Express the records below as a two-column CSV with the header input,output, one row per record, with its text under input and its answer under output. Enclose every field in double quotes and replace each line break inside a field with a space.
— Start of Source material —
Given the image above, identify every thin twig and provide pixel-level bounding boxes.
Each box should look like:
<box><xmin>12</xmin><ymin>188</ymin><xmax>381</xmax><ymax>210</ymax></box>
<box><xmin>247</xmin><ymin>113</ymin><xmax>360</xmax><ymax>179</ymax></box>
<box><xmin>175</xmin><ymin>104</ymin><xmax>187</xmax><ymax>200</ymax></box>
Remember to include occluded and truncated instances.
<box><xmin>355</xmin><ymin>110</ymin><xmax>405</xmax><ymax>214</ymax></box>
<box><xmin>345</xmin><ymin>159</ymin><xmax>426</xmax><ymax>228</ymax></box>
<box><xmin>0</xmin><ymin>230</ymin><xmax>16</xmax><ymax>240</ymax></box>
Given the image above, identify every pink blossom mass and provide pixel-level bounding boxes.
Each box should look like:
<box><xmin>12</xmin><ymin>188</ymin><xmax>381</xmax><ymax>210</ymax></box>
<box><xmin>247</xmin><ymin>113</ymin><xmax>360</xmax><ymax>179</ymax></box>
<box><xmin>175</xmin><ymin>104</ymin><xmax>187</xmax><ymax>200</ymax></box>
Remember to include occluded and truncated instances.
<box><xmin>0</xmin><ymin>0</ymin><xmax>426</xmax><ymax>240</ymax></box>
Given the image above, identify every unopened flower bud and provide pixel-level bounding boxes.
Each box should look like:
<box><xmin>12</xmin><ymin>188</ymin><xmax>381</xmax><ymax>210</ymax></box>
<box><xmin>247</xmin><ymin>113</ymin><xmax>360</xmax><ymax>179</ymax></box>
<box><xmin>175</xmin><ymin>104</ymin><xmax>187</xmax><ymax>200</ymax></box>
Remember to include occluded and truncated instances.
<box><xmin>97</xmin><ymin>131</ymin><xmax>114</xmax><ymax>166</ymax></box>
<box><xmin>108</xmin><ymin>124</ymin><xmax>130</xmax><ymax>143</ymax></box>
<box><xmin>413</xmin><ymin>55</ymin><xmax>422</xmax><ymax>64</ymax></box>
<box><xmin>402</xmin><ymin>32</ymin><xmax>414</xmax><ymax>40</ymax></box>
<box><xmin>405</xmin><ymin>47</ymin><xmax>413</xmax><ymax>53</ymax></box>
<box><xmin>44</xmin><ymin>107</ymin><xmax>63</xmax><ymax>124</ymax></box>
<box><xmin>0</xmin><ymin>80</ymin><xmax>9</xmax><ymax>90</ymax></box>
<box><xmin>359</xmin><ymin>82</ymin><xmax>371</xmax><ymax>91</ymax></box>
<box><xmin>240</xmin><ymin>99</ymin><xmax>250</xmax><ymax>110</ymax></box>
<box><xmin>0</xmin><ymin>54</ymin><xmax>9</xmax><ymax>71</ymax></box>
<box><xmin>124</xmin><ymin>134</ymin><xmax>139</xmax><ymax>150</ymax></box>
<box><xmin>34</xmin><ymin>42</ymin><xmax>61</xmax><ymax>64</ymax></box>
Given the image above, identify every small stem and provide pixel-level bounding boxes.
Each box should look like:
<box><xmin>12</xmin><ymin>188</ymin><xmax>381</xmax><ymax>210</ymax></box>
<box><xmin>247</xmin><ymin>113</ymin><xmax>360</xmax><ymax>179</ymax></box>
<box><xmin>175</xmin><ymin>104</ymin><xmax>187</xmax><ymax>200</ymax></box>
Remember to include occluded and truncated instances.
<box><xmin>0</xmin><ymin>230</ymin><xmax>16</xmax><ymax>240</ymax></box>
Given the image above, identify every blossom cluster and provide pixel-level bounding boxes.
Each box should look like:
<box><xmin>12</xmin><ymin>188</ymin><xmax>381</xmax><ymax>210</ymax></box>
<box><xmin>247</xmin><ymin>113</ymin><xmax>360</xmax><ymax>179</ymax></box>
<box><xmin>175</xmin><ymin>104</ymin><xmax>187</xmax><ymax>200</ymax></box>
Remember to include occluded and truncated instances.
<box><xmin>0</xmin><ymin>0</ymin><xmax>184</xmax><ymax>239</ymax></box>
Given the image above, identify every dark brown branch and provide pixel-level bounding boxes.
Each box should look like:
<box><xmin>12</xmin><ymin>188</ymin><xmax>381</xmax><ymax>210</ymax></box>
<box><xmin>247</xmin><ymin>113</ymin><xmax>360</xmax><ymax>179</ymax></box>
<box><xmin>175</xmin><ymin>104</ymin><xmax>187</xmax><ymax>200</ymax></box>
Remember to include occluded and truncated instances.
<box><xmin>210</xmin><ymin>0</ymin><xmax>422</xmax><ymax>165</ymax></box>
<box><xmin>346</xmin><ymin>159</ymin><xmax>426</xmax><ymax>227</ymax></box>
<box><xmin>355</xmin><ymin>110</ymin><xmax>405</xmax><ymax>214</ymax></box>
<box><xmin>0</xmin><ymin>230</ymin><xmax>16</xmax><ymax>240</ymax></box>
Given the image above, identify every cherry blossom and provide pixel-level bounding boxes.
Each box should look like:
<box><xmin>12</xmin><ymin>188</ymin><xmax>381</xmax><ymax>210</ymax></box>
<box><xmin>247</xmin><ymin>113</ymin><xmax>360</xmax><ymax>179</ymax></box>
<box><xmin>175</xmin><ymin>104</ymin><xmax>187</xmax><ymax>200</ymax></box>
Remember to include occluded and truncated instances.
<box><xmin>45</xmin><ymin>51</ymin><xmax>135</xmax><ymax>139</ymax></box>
— End of Source material —
**Reply:**
input,output
"Given the image above, identify every thin twig and provide pixel-level bounding boxes. Each box should look like: <box><xmin>12</xmin><ymin>188</ymin><xmax>381</xmax><ymax>210</ymax></box> <box><xmin>247</xmin><ymin>113</ymin><xmax>360</xmax><ymax>179</ymax></box> <box><xmin>175</xmin><ymin>104</ymin><xmax>187</xmax><ymax>200</ymax></box> Remember to include occluded and truncated instances.","<box><xmin>355</xmin><ymin>110</ymin><xmax>405</xmax><ymax>214</ymax></box> <box><xmin>345</xmin><ymin>159</ymin><xmax>426</xmax><ymax>228</ymax></box> <box><xmin>0</xmin><ymin>230</ymin><xmax>16</xmax><ymax>240</ymax></box>"
"Given the image above, identify every pink blossom mass and provide pixel-level bounding boxes. Each box should look like: <box><xmin>12</xmin><ymin>188</ymin><xmax>381</xmax><ymax>210</ymax></box> <box><xmin>247</xmin><ymin>113</ymin><xmax>360</xmax><ymax>179</ymax></box> <box><xmin>175</xmin><ymin>104</ymin><xmax>187</xmax><ymax>200</ymax></box> Remember to include occluded and truncated instances.","<box><xmin>0</xmin><ymin>0</ymin><xmax>426</xmax><ymax>240</ymax></box>"
"Given the image above, identify every unopened flower bud and provide pixel-level bounding boxes. Each box should look like: <box><xmin>12</xmin><ymin>188</ymin><xmax>381</xmax><ymax>210</ymax></box> <box><xmin>247</xmin><ymin>113</ymin><xmax>360</xmax><ymax>179</ymax></box> <box><xmin>175</xmin><ymin>104</ymin><xmax>187</xmax><ymax>200</ymax></box> Remember to include occluded and truncated instances.","<box><xmin>97</xmin><ymin>131</ymin><xmax>114</xmax><ymax>166</ymax></box> <box><xmin>108</xmin><ymin>124</ymin><xmax>130</xmax><ymax>143</ymax></box> <box><xmin>413</xmin><ymin>55</ymin><xmax>422</xmax><ymax>64</ymax></box> <box><xmin>402</xmin><ymin>32</ymin><xmax>414</xmax><ymax>40</ymax></box> <box><xmin>405</xmin><ymin>47</ymin><xmax>413</xmax><ymax>53</ymax></box> <box><xmin>44</xmin><ymin>107</ymin><xmax>63</xmax><ymax>124</ymax></box> <box><xmin>0</xmin><ymin>80</ymin><xmax>9</xmax><ymax>90</ymax></box> <box><xmin>359</xmin><ymin>82</ymin><xmax>371</xmax><ymax>91</ymax></box> <box><xmin>240</xmin><ymin>99</ymin><xmax>250</xmax><ymax>110</ymax></box> <box><xmin>0</xmin><ymin>54</ymin><xmax>9</xmax><ymax>71</ymax></box> <box><xmin>124</xmin><ymin>134</ymin><xmax>139</xmax><ymax>150</ymax></box> <box><xmin>34</xmin><ymin>42</ymin><xmax>61</xmax><ymax>64</ymax></box>"
"Given the image above, identify every small stem and provide pixel-level bounding boxes. Each box should look like: <box><xmin>12</xmin><ymin>188</ymin><xmax>381</xmax><ymax>210</ymax></box> <box><xmin>247</xmin><ymin>113</ymin><xmax>360</xmax><ymax>179</ymax></box> <box><xmin>175</xmin><ymin>104</ymin><xmax>187</xmax><ymax>200</ymax></box> Remember to include occluded and truncated instances.","<box><xmin>0</xmin><ymin>230</ymin><xmax>16</xmax><ymax>240</ymax></box>"
"Given the image above, identify every blossom cluster and provide pixel-level bounding boxes. Each box should look like: <box><xmin>12</xmin><ymin>188</ymin><xmax>381</xmax><ymax>210</ymax></box> <box><xmin>247</xmin><ymin>113</ymin><xmax>360</xmax><ymax>179</ymax></box> <box><xmin>175</xmin><ymin>104</ymin><xmax>187</xmax><ymax>200</ymax></box> Remember to include occluded and truncated instances.","<box><xmin>0</xmin><ymin>0</ymin><xmax>184</xmax><ymax>239</ymax></box>"
"Given the image above, identify every dark brown branch and provide pixel-level bounding boxes. Each box should look like: <box><xmin>12</xmin><ymin>188</ymin><xmax>381</xmax><ymax>210</ymax></box> <box><xmin>247</xmin><ymin>113</ymin><xmax>360</xmax><ymax>179</ymax></box> <box><xmin>175</xmin><ymin>104</ymin><xmax>187</xmax><ymax>200</ymax></box> Remember to include occluded and truncated instances.","<box><xmin>210</xmin><ymin>0</ymin><xmax>422</xmax><ymax>165</ymax></box> <box><xmin>346</xmin><ymin>159</ymin><xmax>426</xmax><ymax>227</ymax></box> <box><xmin>355</xmin><ymin>110</ymin><xmax>405</xmax><ymax>214</ymax></box> <box><xmin>0</xmin><ymin>230</ymin><xmax>16</xmax><ymax>240</ymax></box>"
"Given the image above, identify every cherry blossom and provide pixel-level bounding boxes. Each box should look like: <box><xmin>12</xmin><ymin>188</ymin><xmax>381</xmax><ymax>210</ymax></box> <box><xmin>247</xmin><ymin>113</ymin><xmax>360</xmax><ymax>179</ymax></box> <box><xmin>175</xmin><ymin>104</ymin><xmax>187</xmax><ymax>200</ymax></box> Remember to include occluded and truncated instances.","<box><xmin>45</xmin><ymin>51</ymin><xmax>135</xmax><ymax>139</ymax></box>"